— WHAT THE EXERCISE ASKS —
Rewrite the entries below as a numbered list, skipping any blank lines.

◇ ◇ ◇ ◇

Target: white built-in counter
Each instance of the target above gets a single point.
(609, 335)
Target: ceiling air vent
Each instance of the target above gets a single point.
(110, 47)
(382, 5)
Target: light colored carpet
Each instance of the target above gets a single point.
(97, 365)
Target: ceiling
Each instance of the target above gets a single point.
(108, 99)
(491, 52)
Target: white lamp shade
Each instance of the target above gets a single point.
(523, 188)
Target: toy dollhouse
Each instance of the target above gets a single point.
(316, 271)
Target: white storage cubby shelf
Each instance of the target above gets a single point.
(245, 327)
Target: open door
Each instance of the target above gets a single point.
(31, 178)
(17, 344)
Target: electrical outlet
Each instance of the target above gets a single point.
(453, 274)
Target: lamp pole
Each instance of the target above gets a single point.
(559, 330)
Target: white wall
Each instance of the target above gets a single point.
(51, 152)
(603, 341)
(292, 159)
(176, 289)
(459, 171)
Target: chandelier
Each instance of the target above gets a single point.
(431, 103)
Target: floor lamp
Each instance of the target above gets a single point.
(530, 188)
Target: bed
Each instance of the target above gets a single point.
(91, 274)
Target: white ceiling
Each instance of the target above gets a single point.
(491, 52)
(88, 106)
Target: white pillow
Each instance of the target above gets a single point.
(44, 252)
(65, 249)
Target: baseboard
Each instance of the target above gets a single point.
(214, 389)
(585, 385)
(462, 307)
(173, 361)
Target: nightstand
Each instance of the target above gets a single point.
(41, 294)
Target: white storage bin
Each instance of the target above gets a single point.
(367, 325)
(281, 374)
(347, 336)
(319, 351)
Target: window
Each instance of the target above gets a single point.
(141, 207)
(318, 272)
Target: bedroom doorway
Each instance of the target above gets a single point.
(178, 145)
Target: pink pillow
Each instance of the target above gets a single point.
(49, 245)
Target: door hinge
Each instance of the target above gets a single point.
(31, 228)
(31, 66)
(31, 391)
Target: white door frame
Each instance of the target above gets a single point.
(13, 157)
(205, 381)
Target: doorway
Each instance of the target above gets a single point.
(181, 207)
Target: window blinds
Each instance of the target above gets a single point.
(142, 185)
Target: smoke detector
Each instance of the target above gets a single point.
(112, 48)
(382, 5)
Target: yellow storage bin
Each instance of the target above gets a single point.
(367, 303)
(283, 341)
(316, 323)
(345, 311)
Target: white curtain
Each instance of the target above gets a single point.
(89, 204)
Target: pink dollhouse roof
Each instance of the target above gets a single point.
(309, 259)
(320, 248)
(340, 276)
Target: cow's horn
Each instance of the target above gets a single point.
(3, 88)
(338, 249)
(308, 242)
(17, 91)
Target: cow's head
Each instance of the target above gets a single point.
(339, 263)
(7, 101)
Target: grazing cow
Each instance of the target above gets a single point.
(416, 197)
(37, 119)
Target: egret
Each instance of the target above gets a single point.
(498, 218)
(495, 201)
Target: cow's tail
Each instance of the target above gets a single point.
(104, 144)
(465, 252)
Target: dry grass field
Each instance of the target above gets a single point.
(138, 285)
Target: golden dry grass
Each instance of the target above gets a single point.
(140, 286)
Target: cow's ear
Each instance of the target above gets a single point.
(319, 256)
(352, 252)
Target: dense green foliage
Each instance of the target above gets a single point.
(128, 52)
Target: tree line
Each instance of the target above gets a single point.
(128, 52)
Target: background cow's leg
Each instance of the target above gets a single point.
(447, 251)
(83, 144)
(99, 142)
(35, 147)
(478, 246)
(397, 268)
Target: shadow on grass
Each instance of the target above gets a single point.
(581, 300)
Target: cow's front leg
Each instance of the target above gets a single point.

◇ ◇ ◇ ◇

— REPLY TO THE EXERCISE —
1. Target: white built-in counter
2. Each instance of the target above gets a single point.
3. (609, 335)
4. Target: ceiling air vent
5. Each instance of the target above gets a single point.
6. (110, 47)
7. (382, 5)
8. Target: light colored carpet
9. Each instance of the target above gets a single point.
10. (97, 365)
11. Target: ceiling
12. Each instance of the target above gets a single point.
13. (108, 99)
14. (491, 52)
15. Target: white lamp shade
16. Each instance of the target above gets a single point.
17. (523, 188)
18. Target: toy dollhouse
19. Each instance of the target above gets a single point.
20. (316, 271)
21. Target: white storage cubby shelf
22. Each instance of the target above gets a single point.
23. (245, 327)
24. Target: open door
25. Each instance of the target above gets a single point.
26. (31, 178)
27. (17, 344)
28. Target: electrical outlet
29. Each instance of the target above gets a single point.
30. (453, 274)
31. Target: lamp pole
32. Each instance of the target above gets a single point.
33. (559, 330)
34. Target: white wall
35. Each instance of the target above gets a single point.
36. (51, 152)
37. (603, 341)
38. (292, 159)
39. (176, 289)
40. (459, 171)
41. Target: chandelier
42. Each instance of the target above gets a single point.
43. (431, 103)
44. Target: floor lamp
45. Each instance of the target above gets a single point.
46. (530, 188)
47. Target: bed
48. Each instance of the target above gets a single point.
49. (91, 274)
50. Target: white ceiling
51. Each instance of the target above gets a single point.
52. (491, 52)
53. (88, 106)
54. Target: white pillow
55. Each instance of the target above gets a single point.
56. (44, 252)
57. (65, 249)
58. Target: baseboard
59. Each instance of the target above gets a single point.
60. (214, 389)
61. (585, 385)
62. (462, 307)
63. (173, 361)
64. Target: nightstand
65. Each instance of the target above gets a single point.
66. (41, 294)
67. Target: white storage bin
68. Each instance of the target above gets a single point.
69. (367, 325)
70. (281, 374)
71. (347, 336)
72. (319, 351)
73. Target: window
74. Each instance of the target above gets a single point.
75. (141, 207)
76. (318, 272)
77. Target: bedroom doorway
78. Each instance of the target above gets a single point.
79. (178, 145)
80. Target: pink pillow
81. Each instance of the target above gets a single point.
82. (49, 245)
83. Target: door hinge
84. Each instance of the target above gets a single point.
85. (31, 228)
86. (31, 66)
87. (31, 391)
88. Target: white door frame
89. Each instance of the target above gets a single point.
90. (13, 157)
91. (205, 381)
92. Target: doorway
93. Each instance of the target above gets a single point.
94. (181, 207)
95. Target: window blinds
96. Each instance of the target above gets a single point.
97. (142, 185)
98. Target: smoke detector
99. Each instance of the target above gets a single point.
100. (112, 48)
101. (382, 5)
102. Target: yellow storage bin
103. Each instance of the target above gets a single point.
104. (367, 303)
105. (283, 341)
106. (316, 323)
107. (345, 311)
108. Target: white curtain
109. Each instance of the target above gets a single point.
110. (89, 204)
111. Target: pink dollhouse roof
112. Each instance of the target above gets a single point.
113. (309, 259)
114. (320, 248)
115. (340, 276)
116. Target: cow's horn
117. Each instance of the target above gets a single point.
118. (3, 88)
119. (338, 249)
120. (308, 242)
121. (17, 91)
122. Target: cow's head
123. Each instance of the target above gets a single point.
124. (339, 263)
125. (7, 101)
126. Target: grazing cow
127. Each instance of the target above gets a single point.
128. (416, 197)
129. (37, 119)
130. Target: egret
131. Each instance of the target above gets a single point.
132. (498, 218)
133. (495, 201)
134. Target: cow's tail
135. Each instance of the target above gets a single point.
136. (104, 144)
137. (465, 252)
138. Target: dry grass field
139. Each instance of the target above gets a single point.
140. (138, 285)
141. Target: golden dry grass
142. Each instance of the target above gets a single point.
143. (140, 286)
144. Target: cow's ear
145. Each instance of the target above gets a single point.
146. (319, 256)
147. (352, 252)
148. Target: dense green foliage
149. Each instance of the target above gets a single point.
150. (128, 52)
151. Target: tree line
152. Each instance of the target above gets a single point.
153. (128, 52)
154. Target: background cow's leg
155. Each instance of the target above gets a single point.
156. (447, 251)
157. (83, 144)
158. (99, 142)
159. (35, 147)
160. (478, 246)
161. (397, 268)
162. Target: shadow on grass
163. Each instance of the target above gets a single point.
164. (581, 300)
165. Target: cow's front leg
166. Each instance of the target above gets a single point.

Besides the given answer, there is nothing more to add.